## Begin Material provided

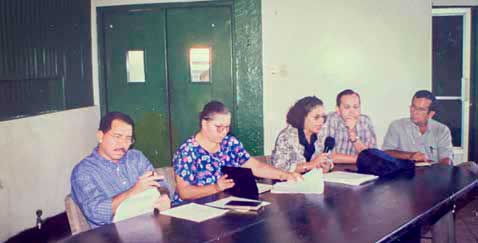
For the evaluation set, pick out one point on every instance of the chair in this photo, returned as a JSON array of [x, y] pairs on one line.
[[169, 177], [76, 219]]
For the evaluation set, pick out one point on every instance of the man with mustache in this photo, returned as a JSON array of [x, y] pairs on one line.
[[113, 172], [352, 130]]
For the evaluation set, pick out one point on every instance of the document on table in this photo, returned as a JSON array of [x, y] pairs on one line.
[[222, 202], [348, 178], [138, 204], [313, 183], [194, 212]]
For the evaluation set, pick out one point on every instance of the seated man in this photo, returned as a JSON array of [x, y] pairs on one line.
[[353, 131], [112, 172], [419, 137]]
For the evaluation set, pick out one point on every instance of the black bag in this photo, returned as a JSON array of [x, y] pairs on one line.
[[377, 162]]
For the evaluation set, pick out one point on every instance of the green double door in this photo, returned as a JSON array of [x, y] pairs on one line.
[[152, 59]]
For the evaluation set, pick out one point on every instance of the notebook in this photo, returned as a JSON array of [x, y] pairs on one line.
[[348, 178]]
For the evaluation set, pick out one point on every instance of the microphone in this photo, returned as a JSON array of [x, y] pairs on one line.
[[329, 144]]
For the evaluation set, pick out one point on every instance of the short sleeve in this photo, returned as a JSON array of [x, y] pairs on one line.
[[370, 134], [444, 144]]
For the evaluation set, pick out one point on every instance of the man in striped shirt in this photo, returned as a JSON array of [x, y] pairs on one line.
[[113, 172], [352, 131]]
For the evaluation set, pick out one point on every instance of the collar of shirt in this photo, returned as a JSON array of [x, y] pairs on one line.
[[416, 129]]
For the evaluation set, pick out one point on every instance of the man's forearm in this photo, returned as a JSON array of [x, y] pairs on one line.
[[344, 158], [118, 199]]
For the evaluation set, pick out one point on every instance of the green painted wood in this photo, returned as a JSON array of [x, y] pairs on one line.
[[473, 153], [146, 103], [247, 57], [197, 27], [45, 60]]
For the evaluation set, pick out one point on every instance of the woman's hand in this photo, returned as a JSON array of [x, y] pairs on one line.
[[290, 176], [223, 183]]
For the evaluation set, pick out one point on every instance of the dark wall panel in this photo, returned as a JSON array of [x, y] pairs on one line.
[[45, 56]]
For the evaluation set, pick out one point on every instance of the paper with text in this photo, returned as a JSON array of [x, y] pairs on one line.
[[222, 202], [138, 204], [313, 183], [348, 178], [194, 212]]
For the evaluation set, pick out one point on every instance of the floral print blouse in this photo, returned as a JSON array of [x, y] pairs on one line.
[[198, 167]]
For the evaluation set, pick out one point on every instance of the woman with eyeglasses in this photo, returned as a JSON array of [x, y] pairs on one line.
[[198, 161], [296, 145]]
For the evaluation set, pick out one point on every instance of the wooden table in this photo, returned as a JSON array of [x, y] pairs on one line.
[[379, 211]]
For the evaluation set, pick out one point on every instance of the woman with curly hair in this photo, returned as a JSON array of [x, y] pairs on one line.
[[296, 145]]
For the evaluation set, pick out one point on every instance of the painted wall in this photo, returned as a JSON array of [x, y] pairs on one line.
[[38, 154], [455, 2], [381, 49]]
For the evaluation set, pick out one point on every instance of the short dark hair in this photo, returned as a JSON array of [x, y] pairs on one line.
[[429, 96], [211, 108], [108, 118], [297, 113], [345, 92]]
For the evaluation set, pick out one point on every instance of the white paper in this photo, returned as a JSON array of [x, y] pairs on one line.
[[421, 164], [313, 183], [263, 187], [221, 203], [348, 178], [138, 204], [194, 212]]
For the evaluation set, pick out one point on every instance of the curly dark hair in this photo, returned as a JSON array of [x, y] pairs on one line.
[[297, 113]]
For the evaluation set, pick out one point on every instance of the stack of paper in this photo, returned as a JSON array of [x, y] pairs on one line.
[[313, 183], [348, 178], [194, 212], [138, 204]]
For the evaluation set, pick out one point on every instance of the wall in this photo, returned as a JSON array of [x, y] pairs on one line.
[[381, 49], [38, 154], [455, 2]]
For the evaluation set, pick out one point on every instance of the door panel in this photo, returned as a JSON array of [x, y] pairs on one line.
[[447, 55], [197, 27], [146, 102]]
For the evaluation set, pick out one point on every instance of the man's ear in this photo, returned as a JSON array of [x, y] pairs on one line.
[[99, 136], [431, 114]]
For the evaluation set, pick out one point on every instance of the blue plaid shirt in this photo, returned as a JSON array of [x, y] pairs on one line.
[[96, 180]]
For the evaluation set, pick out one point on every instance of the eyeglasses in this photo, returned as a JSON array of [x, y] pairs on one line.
[[221, 129], [321, 117], [419, 109], [121, 138]]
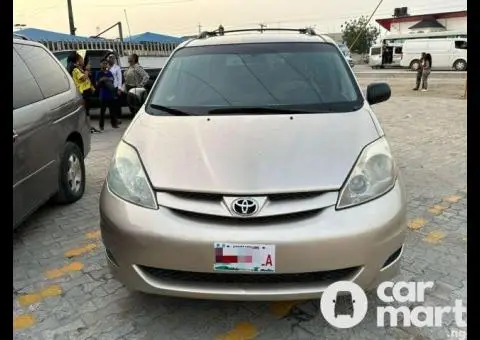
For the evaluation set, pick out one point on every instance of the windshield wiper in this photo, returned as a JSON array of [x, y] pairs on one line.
[[171, 110], [249, 109]]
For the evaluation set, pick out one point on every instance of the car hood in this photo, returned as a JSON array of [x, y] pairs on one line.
[[251, 154]]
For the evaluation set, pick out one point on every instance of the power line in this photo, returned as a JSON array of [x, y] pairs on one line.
[[364, 26]]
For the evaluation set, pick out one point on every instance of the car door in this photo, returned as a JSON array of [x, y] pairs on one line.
[[30, 131]]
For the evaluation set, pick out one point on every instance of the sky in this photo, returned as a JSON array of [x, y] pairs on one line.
[[183, 17]]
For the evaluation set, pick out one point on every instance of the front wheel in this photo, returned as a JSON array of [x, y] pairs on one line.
[[71, 175]]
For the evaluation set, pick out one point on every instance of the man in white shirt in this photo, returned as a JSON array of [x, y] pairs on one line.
[[117, 83]]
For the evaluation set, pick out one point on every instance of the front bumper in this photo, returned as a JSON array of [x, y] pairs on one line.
[[163, 252]]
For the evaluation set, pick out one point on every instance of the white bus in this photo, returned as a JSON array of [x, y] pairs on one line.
[[389, 52], [446, 53]]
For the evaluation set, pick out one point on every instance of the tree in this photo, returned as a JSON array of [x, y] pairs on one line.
[[368, 34]]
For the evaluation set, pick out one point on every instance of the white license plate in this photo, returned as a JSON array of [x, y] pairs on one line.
[[244, 257]]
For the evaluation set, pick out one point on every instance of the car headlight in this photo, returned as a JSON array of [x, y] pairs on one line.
[[127, 179], [373, 175]]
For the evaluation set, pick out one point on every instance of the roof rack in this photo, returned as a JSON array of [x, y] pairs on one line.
[[221, 31]]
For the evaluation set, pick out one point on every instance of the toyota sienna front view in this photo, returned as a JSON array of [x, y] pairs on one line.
[[255, 170]]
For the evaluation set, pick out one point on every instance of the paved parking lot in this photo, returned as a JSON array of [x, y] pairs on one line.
[[62, 288]]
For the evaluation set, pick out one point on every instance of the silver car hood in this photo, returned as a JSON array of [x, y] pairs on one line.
[[245, 154]]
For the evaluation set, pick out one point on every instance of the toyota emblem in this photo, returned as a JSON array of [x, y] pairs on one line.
[[245, 207]]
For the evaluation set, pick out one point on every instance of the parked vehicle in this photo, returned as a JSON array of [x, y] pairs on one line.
[[386, 55], [93, 58], [255, 170], [51, 136], [446, 53]]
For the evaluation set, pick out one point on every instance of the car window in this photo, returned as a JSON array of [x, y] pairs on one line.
[[303, 76], [94, 57], [49, 75], [62, 57], [25, 88]]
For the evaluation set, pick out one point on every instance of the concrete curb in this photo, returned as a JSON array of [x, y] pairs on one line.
[[410, 74]]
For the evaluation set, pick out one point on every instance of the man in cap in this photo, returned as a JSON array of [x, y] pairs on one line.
[[117, 83]]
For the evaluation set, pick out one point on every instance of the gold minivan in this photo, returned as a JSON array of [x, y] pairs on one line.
[[51, 136]]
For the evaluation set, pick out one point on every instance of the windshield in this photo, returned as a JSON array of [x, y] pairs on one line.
[[62, 57], [304, 77]]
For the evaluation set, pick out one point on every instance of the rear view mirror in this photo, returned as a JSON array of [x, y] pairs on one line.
[[378, 93]]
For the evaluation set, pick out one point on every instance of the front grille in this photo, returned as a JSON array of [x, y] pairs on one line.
[[257, 279], [232, 220], [272, 197]]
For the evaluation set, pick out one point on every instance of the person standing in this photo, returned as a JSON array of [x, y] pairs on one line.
[[117, 83], [81, 78], [427, 67], [135, 75], [419, 73], [105, 83]]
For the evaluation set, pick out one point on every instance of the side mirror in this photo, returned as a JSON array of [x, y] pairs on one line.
[[378, 93]]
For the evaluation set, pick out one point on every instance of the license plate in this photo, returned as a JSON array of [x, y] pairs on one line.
[[244, 257]]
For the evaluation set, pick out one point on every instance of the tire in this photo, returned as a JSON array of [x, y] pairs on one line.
[[415, 65], [71, 175], [460, 65]]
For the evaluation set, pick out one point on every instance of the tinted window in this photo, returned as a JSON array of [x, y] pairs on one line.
[[460, 44], [94, 57], [311, 77], [62, 57], [49, 75], [25, 89]]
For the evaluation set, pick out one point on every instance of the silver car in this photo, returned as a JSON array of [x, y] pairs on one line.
[[51, 137], [255, 170]]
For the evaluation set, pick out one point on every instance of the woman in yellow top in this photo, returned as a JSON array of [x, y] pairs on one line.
[[81, 78]]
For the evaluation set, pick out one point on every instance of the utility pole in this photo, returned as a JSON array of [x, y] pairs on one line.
[[365, 26], [70, 17]]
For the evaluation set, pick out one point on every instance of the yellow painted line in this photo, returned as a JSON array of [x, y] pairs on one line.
[[282, 308], [80, 251], [241, 331], [453, 198], [58, 272], [93, 235], [30, 299], [417, 223], [437, 209], [23, 321], [434, 237]]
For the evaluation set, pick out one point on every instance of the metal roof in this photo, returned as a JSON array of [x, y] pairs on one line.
[[43, 35], [153, 37], [387, 22], [427, 23]]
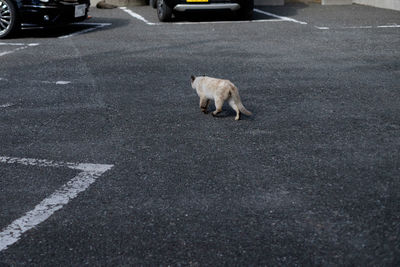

## End Material provided

* Challenge
Convert the part of the material above that opens with the line containing "of the painted" and closes with the line containing "[[96, 180]]" into a JSON list of strings, with one string per line and blank lines left out.

* Answer in full
[
  "For the evaluation set, pick out one point on every instance of the painted wall in this photo, returned as a JSON array of [x, y] pairs on one line.",
  "[[38, 154], [455, 2], [381, 49]]",
  "For the evaluation set, pick out one point on every instance of the short dark hair in this photo, returned as a JSON array of [x, y] pairs on one line.",
  "[[429, 96], [211, 108], [108, 118], [297, 113], [345, 92]]",
  "For the evaluation set, pick out one point on every instance of the white paper in this photo, returned as a JSON array of [x, y] pairs on one line.",
  "[[421, 164], [313, 183], [263, 187], [221, 203], [348, 178], [138, 204], [194, 212]]",
  "For the evaluation set, pick out one point on every instance of the curly dark hair in this photo, returned as a JSON array of [x, y] pairs on one line.",
  "[[297, 113]]",
  "For the evaluation set, pick out one point on every instance of the stack of paper in this photo, returned as a JSON array of [x, y] pairs on one line.",
  "[[313, 183], [348, 178], [194, 212], [138, 204]]",
  "For the evaluation set, pick out one point on every instance of the wall in this photo, returned as a JSON array of [x, y] pairs on one line.",
  "[[381, 49], [38, 154], [455, 2]]",
  "For the evaluation set, pick out one point on every instance of the door panel in this photo, returned as a JSON array of [x, y] pairs on one line.",
  "[[447, 55], [197, 27], [146, 102]]",
  "For the evaluation set, pick out one point on every instance of the man's ear in this photo, returned as a JSON array of [x, y] pairs on one line.",
  "[[99, 136], [431, 114]]",
  "For the evaluation set, pick out one point on every instance of the blue plaid shirt in this photo, returned as a JSON array of [x, y] pairs on one line.",
  "[[96, 180]]"
]